Input data →

-- Opening Marker --

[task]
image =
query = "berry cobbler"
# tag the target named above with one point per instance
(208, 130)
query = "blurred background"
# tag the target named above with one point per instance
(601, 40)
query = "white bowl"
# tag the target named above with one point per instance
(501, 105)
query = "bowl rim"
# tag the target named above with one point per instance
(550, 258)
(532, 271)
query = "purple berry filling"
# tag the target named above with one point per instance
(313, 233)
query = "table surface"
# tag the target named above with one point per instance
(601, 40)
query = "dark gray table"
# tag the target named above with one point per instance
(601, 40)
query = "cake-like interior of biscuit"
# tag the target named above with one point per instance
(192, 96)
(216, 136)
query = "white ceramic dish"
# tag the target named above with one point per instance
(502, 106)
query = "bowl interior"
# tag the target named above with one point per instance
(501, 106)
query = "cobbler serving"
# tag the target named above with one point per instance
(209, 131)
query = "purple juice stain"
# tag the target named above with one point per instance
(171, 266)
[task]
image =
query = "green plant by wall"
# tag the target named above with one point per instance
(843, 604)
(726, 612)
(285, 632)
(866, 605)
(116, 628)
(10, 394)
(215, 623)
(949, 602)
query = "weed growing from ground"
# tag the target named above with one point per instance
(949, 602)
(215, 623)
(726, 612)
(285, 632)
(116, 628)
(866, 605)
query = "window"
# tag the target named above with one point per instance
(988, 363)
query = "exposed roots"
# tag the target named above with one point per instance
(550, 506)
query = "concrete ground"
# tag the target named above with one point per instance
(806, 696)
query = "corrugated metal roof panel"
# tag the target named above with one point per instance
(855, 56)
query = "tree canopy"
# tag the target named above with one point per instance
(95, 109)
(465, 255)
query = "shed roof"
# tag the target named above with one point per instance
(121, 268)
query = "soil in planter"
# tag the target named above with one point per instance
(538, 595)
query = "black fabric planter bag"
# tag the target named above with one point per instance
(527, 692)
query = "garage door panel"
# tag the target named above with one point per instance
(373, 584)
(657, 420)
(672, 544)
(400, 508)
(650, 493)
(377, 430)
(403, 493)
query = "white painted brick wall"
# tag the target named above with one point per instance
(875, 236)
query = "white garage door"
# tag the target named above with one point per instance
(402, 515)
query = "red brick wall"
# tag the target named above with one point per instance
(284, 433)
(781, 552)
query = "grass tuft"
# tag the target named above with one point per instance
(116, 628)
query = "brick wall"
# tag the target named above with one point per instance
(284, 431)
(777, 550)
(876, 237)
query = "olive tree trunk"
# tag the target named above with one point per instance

-- Closing Marker --

What needs to be done →
Copy out the lines above that hold the string "interior".

Task response →
query = "cake-like interior of biscuit"
query = "bowl interior"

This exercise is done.